TRACE (psycholinguistics)

Last updated

TRACE is a connectionist model of speech perception, proposed by James McClelland and Jeffrey Elman in 1986. [1] It is based on a structure called "the TRACE", a dynamic processing structure made up of a network of units, which performs as the system's working memory as well as the perceptual processing mechanism. [2] TRACE was made into a working computer program for running perceptual simulations. These simulations are predictions about how a human mind/brain processes speech sounds and words as they are heard in real time.

Contents

Inspiration

TRACE was created during the formative period of connectionism, and was included as a chapter in Parallel Distributed Processing: Explorations in the Microstructures of Cognition. [3] The researchers found that certain problems regarding speech perception could be conceptualized in terms of a connectionist interactive activation model. The problems were that

  1. speech is extended in time
  2. the sounds of speech (phonemes) overlap with each other
  3. the articulation of a speech sound is affected by the sounds that come before and after it, and
  4. there is natural variability in speech (e.g. foreign accent) as well as noise in the environment (e.g. busy restaurant).

Each of these causes the speech signal to be complex and often ambiguous, making it difficult for the human mind/brain to decide what words it is really hearing. In very simple terms, an interactive activation model solves this problem by placing different kinds of processing units (phonemes, words) in isolated layers, allowing activated units to pass information between layers, and having units within layers compete with one another, until the “winner” is considered “recognized” by the model.

Key findings

"TRACE was the first model that instantiated the activation of multiple word candidates that match any part of the speech input." [4] A simulation of speech perception involves presenting the TRACE computer program with mock speech input, running the program, and generating a result. A successful simulation indicates that the result is found to be meaningfully similar to how people process speech.
· · ·
* Job:
From the TRACE model article, extract the passage that begins at the words "TRACE was created" and stops after "(e.g. busy restaurant).". Rely on the TRACE model article alone.
· · ·
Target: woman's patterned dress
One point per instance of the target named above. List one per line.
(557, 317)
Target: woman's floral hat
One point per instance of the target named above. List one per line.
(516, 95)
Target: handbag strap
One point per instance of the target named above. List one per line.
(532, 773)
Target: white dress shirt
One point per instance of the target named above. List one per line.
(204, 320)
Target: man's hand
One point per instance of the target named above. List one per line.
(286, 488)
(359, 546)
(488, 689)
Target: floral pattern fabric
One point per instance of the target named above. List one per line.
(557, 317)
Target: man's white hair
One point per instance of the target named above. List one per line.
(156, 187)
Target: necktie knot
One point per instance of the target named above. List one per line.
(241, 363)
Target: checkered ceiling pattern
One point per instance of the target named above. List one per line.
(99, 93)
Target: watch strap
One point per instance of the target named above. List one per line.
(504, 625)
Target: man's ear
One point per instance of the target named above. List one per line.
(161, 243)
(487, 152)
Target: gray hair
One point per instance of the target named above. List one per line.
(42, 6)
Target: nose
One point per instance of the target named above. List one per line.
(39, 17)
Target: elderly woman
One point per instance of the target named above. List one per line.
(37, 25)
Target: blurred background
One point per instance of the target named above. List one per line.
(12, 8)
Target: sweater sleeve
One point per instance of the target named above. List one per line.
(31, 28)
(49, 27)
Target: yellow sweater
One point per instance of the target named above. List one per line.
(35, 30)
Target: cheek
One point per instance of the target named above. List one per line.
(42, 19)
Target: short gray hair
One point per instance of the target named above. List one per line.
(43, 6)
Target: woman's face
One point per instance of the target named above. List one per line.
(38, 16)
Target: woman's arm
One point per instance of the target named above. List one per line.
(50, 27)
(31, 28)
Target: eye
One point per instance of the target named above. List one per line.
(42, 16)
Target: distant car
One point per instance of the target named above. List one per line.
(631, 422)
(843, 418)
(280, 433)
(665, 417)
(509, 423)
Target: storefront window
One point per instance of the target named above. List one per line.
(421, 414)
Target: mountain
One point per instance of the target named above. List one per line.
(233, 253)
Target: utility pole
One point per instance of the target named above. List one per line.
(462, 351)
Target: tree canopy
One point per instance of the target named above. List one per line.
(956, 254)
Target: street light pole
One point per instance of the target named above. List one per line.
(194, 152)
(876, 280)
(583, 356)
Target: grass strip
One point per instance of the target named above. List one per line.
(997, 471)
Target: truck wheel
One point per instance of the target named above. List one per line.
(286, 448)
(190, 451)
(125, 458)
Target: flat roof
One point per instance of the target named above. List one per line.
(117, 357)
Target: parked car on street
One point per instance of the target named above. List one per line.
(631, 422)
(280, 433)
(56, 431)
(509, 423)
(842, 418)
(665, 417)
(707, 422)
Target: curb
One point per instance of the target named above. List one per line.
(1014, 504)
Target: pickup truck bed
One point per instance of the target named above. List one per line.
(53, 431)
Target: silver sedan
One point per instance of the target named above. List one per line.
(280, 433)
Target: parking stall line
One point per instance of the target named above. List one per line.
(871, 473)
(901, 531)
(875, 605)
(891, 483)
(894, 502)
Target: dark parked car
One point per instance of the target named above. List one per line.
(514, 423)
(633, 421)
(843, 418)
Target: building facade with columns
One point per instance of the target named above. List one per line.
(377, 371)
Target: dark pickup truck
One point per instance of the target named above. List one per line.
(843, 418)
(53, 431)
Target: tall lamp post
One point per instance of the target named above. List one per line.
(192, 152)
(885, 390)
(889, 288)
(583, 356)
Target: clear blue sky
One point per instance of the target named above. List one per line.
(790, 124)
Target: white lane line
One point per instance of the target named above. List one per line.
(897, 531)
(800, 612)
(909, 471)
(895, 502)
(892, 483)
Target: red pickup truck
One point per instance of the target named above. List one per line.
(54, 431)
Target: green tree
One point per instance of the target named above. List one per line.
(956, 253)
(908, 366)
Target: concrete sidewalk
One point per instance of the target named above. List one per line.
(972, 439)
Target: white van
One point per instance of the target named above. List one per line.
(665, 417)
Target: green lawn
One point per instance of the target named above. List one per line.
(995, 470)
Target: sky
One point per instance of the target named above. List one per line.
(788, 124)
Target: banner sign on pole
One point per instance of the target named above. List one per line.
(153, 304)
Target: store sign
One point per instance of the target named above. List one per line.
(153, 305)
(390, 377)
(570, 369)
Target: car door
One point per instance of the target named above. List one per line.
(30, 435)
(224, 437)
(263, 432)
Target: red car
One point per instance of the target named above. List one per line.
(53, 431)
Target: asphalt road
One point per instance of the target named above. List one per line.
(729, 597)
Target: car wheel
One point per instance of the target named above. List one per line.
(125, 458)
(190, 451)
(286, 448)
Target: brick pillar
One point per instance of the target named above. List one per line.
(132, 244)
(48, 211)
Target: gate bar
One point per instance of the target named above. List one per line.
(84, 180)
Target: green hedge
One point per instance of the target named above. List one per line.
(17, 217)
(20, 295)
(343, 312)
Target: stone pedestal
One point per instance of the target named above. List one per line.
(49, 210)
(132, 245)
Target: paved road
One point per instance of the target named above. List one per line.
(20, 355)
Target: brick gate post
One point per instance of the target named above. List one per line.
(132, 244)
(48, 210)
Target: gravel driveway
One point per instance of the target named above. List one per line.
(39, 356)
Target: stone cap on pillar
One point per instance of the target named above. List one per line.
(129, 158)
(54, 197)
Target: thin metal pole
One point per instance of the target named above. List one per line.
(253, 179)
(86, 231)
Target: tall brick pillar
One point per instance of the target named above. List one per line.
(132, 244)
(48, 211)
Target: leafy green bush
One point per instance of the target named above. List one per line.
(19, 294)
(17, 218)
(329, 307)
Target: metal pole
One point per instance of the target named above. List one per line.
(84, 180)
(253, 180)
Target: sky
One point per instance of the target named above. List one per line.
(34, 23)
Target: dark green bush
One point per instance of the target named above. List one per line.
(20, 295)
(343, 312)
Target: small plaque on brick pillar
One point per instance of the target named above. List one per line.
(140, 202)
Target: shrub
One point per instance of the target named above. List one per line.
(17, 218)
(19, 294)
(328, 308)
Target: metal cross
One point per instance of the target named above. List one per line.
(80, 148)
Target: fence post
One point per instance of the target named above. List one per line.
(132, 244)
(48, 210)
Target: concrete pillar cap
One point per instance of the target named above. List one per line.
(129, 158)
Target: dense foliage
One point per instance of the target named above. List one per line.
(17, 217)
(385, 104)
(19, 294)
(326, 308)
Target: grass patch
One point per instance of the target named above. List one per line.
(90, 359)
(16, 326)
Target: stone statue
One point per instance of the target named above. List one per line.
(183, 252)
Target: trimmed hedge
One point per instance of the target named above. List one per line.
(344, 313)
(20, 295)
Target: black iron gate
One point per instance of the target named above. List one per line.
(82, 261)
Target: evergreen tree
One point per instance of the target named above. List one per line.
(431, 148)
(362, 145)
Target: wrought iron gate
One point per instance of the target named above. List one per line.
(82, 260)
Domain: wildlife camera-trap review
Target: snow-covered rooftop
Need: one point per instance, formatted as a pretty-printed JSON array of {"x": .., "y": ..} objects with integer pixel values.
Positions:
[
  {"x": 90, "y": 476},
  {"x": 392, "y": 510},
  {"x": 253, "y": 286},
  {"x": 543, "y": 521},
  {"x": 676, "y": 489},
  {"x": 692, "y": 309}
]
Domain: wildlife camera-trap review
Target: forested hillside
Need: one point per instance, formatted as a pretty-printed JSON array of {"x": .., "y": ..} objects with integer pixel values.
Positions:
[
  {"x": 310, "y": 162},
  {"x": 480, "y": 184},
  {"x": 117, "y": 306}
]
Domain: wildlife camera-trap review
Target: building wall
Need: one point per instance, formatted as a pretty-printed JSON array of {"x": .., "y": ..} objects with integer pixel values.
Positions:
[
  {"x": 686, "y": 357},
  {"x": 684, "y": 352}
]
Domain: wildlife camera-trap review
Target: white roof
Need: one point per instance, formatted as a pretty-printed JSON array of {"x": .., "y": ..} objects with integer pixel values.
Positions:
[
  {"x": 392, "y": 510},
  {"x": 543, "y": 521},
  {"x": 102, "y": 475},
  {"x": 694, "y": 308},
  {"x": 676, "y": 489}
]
· · ·
* Solution for this problem:
TRACE was created during the formative period of connectionism, and was included as a chapter in Parallel Distributed Processing: Explorations in the Microstructures of Cognition. [3] The researchers found that certain problems regarding speech perception could be conceptualized in terms of a connectionist interactive activation model. The problems were that

  1. speech is extended in time
  2. the sounds of speech (phonemes) overlap with each other
  3. the articulation of a speech sound is affected by the sounds that come before and after it, and
  4. there is natural variability in speech (e.g. foreign accent) as well as noise in the environment (e.g. busy restaurant).